About this exercise
Copy out the line that contains "as in (452,97)." and the lines after it through the final one in the entries below, exactly, with no other lines.

Supplied material
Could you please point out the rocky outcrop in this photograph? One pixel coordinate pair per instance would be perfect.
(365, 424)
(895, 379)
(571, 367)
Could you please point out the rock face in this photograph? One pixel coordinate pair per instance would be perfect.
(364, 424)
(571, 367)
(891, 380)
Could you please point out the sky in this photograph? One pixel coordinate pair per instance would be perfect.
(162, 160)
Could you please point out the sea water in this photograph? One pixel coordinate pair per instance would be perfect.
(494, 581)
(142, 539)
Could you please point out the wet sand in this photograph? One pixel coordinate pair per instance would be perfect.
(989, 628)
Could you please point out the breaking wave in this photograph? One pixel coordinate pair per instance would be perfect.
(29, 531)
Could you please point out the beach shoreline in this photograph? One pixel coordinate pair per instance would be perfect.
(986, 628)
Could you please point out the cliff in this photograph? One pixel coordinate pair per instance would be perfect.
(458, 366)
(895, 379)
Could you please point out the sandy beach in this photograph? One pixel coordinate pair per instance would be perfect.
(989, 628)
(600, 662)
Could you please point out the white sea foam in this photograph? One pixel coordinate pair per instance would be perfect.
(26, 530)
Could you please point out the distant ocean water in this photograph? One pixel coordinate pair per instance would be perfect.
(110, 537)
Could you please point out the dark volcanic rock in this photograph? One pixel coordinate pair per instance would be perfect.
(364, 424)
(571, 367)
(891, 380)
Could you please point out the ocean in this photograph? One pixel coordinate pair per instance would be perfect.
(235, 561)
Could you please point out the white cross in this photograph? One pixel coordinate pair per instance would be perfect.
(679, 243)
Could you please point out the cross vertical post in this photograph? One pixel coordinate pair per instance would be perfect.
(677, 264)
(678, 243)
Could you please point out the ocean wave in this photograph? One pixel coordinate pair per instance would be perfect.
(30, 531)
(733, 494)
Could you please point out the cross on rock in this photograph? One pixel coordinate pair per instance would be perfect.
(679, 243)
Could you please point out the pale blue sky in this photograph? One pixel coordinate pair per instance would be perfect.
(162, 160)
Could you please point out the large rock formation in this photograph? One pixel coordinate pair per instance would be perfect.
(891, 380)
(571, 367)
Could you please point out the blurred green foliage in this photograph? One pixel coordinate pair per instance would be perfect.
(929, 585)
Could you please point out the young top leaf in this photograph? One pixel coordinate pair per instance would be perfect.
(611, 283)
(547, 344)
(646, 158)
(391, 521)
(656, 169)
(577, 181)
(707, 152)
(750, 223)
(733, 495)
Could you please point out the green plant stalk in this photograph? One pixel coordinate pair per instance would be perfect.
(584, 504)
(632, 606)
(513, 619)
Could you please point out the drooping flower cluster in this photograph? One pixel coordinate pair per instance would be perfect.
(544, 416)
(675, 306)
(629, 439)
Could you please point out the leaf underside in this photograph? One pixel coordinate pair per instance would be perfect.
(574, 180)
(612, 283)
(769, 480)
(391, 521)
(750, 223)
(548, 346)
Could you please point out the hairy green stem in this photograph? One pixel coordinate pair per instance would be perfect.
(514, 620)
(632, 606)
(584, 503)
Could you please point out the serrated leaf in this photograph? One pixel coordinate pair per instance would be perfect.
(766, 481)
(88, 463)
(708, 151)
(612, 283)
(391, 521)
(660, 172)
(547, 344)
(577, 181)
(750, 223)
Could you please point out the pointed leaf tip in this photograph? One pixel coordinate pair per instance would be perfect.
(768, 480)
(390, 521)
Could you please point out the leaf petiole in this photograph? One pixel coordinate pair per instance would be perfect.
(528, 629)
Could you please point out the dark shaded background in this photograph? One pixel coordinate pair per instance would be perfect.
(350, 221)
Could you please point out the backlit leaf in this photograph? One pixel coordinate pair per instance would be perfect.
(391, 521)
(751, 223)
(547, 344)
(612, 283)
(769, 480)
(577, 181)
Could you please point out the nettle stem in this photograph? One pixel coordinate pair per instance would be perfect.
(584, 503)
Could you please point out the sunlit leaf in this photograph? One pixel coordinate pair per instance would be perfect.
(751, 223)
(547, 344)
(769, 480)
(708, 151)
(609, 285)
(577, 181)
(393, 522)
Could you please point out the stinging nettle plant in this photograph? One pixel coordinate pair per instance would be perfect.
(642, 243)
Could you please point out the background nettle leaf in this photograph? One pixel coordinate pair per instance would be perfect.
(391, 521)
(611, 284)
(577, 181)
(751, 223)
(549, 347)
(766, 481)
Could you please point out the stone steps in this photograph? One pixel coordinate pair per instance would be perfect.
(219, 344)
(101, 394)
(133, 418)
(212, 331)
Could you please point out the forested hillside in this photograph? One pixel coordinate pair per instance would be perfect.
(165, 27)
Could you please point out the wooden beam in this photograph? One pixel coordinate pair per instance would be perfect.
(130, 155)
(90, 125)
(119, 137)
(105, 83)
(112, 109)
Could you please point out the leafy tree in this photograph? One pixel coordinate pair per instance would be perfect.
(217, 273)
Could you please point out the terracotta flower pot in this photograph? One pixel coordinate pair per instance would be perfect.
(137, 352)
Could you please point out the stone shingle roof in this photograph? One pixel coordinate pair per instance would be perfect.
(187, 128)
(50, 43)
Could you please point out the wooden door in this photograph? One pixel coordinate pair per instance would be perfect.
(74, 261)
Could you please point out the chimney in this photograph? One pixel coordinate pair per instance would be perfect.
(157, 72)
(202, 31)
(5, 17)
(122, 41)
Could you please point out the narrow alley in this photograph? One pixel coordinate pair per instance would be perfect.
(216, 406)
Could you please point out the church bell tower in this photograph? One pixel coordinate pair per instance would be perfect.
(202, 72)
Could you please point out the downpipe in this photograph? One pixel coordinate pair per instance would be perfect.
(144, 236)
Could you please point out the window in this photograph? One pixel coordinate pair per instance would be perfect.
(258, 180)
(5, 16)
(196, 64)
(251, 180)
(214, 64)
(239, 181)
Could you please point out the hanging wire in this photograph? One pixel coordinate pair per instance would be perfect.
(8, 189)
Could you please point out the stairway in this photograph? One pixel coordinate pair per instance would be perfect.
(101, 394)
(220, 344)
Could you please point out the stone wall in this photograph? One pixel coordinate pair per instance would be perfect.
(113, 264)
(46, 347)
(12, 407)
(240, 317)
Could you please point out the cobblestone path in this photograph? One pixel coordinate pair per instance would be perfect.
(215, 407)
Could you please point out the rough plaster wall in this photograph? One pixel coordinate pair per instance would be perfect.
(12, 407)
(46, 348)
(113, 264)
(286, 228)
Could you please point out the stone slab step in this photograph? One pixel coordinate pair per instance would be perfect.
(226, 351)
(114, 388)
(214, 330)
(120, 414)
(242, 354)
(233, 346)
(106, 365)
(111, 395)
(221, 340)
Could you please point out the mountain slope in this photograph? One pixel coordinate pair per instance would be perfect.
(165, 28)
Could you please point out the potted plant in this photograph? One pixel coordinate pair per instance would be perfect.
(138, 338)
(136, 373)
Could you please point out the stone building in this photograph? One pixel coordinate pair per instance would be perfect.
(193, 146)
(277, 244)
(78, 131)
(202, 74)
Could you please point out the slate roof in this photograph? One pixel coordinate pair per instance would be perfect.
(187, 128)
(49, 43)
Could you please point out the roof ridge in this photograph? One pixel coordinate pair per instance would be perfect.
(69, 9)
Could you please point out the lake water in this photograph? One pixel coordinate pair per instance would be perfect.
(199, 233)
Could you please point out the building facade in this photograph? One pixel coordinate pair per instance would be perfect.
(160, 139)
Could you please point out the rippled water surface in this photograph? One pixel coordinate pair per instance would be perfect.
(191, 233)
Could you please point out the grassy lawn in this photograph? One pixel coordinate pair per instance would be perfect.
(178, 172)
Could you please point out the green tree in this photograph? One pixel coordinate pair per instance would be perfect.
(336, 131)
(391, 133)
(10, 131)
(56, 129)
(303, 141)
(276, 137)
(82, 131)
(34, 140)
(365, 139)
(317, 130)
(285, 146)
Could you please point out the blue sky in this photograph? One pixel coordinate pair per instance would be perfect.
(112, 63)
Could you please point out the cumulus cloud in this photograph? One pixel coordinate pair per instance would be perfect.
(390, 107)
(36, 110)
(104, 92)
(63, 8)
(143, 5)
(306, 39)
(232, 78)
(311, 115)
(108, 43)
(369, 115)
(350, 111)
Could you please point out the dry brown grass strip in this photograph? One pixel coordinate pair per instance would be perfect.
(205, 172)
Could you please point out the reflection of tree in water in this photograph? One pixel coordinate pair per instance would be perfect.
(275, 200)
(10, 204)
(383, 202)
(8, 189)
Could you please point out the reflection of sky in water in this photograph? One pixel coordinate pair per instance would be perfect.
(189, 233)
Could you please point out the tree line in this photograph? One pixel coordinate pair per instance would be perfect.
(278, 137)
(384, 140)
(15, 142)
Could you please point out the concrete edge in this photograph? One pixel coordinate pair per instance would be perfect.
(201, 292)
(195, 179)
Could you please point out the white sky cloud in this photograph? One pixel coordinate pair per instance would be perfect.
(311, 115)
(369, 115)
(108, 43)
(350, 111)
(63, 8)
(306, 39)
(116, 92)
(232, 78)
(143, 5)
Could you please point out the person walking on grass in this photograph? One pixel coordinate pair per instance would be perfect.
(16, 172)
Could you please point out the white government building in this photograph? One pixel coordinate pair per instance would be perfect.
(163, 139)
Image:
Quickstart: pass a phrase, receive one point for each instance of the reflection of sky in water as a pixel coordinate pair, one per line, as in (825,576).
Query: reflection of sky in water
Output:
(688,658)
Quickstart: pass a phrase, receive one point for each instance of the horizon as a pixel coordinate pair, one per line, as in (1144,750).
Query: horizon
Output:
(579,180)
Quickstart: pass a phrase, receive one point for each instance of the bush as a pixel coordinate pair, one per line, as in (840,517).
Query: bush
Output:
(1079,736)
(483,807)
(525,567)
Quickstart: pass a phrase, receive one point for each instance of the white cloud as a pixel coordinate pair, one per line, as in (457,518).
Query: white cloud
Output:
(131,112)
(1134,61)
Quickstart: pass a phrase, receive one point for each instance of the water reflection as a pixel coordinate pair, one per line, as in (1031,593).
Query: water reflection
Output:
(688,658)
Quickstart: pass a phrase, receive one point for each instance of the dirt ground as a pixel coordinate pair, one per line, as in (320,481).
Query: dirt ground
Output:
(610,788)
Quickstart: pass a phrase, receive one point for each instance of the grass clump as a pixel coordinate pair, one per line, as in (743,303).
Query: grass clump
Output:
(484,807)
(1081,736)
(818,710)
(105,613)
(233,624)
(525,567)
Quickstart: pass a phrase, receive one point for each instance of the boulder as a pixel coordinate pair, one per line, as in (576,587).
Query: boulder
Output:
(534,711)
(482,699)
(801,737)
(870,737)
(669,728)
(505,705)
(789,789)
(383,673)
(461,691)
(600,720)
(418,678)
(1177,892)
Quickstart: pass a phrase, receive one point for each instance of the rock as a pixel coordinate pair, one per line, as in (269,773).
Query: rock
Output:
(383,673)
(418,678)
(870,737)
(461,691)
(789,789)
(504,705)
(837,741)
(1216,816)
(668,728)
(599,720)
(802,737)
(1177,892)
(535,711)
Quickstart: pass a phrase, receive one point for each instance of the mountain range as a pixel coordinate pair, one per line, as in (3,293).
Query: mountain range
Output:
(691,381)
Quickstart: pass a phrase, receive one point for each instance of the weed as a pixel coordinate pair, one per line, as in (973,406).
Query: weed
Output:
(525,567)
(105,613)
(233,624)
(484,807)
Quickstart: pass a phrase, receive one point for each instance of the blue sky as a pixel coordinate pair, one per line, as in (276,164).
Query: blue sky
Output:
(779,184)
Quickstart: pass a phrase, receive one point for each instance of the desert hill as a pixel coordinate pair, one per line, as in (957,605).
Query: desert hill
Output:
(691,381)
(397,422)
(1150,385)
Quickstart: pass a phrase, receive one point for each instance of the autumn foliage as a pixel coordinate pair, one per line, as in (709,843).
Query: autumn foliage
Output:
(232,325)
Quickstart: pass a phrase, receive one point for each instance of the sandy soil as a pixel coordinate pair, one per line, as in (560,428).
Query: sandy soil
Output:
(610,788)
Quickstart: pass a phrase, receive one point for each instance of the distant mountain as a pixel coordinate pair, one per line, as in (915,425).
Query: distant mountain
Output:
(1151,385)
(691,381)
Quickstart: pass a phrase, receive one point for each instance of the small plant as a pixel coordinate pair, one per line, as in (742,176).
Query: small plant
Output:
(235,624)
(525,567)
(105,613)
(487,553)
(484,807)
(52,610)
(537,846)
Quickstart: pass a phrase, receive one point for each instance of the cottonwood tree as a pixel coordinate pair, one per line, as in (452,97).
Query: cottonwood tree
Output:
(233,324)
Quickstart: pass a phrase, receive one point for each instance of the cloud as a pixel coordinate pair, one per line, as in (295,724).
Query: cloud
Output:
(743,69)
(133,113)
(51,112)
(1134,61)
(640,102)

Result of the exercise
Quickstart: pass a phrase, receive one point for each instance of the cottonwood tree as a pixel coordinate pair, one per line, as in (452,97).
Query: cottonwood tree
Output:
(233,324)
Quickstart: pass a phrase, receive one point for each instance of the cloud as a pixel coordinate pair, one per line, as in (295,724).
Query: cloud
Output:
(743,69)
(133,113)
(51,112)
(1134,61)
(640,102)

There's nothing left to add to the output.